Work order
Return the part of the text on spotting pancreatic cancer on CT scans word for word, starting at "In a preliminary" and ending at "the authors wrote.".

Text provided
——————————

Radiomics and a machine-learning algorithm can differentiate pancreatic ductal adenocarcinoma (PDAC) from a normal pancreas on CT studies, potentially enabling earlier diagnosis of this highly lethal cancer, according to research published online April 23 in the American Journal of Roentgenology.
In a preliminary study, researchers from Johns Hopkins University, led by Dr. Linda Chu and Dr. Seyoun Park, found that a machine learning-based analysis of CT radiomics features extracted from the entire pancreas could be highly accurate for differentiating PDAC cases from normal control cases.
"There is the potential to combine this algorithm with automatic organ segmentation algorithms for automatic detection of PDAC," the authors wrote.
The 12th most common cancer and fourth most common cause of cancer deaths in the U.S., pancreatic ductal adenocarcinoma has an overall five-year survival rate of only 8%. Unfortunately, only up to 20% of patients present with localized disease -- when PDAC has the highest five-year survival rate at 32%. Although CT has been shown in the literature to be highly sensitive for PDAC, early cancer can be subtle and missed on CT by even experienced radiologists, according to the authors.
Radiomics, or quantitative imaging, features have been used previously to predict survival in patients with PDAC and to differentiate precursor lesions to the condition. In their study, the Johns Hopkins researchers sought to determine if CT radiomics features extracted from the entire pancreas could be utilized to differentiate PDAC from normal pancreatic tissue.

——————————

Dataset excerpts
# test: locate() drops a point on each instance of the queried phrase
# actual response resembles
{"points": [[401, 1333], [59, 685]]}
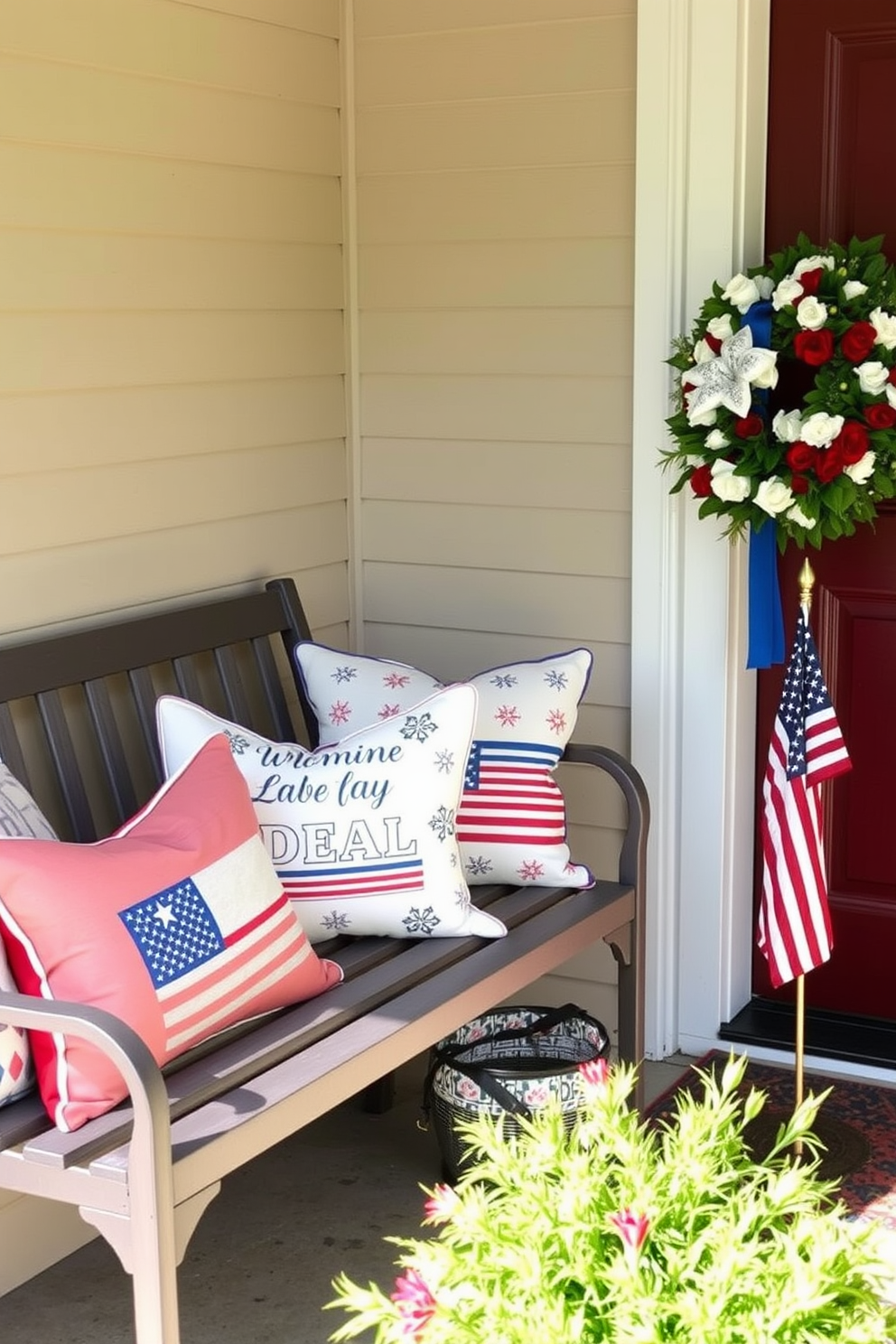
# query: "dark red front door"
{"points": [[832, 173]]}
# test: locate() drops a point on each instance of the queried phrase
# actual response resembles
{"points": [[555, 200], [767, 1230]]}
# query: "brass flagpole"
{"points": [[807, 583]]}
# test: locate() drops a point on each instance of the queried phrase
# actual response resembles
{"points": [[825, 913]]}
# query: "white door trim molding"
{"points": [[699, 210]]}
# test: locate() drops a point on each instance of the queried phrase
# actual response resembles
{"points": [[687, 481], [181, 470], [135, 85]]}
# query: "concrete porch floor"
{"points": [[262, 1260]]}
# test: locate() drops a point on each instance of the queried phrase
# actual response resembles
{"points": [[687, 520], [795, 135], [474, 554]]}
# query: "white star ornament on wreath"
{"points": [[725, 380]]}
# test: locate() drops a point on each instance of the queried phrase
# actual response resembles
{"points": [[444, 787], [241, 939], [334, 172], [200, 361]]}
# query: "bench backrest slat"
{"points": [[11, 748], [115, 758], [62, 751], [96, 695]]}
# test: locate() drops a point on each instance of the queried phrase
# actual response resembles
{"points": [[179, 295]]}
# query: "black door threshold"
{"points": [[862, 1041]]}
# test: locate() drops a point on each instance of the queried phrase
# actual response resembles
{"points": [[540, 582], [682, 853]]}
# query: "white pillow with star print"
{"points": [[512, 817], [363, 834]]}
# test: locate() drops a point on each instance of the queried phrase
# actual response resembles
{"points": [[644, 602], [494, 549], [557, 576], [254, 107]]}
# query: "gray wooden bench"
{"points": [[145, 1172]]}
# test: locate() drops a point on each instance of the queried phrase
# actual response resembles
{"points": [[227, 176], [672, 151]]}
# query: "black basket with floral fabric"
{"points": [[508, 1063]]}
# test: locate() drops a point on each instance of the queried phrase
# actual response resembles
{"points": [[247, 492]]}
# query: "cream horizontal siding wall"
{"points": [[171, 292], [495, 226], [171, 330]]}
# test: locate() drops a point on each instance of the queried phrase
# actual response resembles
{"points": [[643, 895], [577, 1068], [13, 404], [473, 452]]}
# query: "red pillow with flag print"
{"points": [[178, 924]]}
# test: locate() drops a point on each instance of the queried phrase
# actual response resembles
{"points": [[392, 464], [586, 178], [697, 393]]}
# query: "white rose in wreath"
{"points": [[872, 377], [812, 264], [774, 496], [786, 292], [742, 292], [812, 314], [788, 426], [819, 430], [860, 471], [885, 327], [728, 487]]}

——————————

Problem solution
In a preliminary study, researchers from Johns Hopkins University, led by Dr. Linda Chu and Dr. Seyoun Park, found that a machine learning-based analysis of CT radiomics features extracted from the entire pancreas could be highly accurate for differentiating PDAC cases from normal control cases.
"There is the potential to combine this algorithm with automatic organ segmentation algorithms for automatic detection of PDAC," the authors wrote.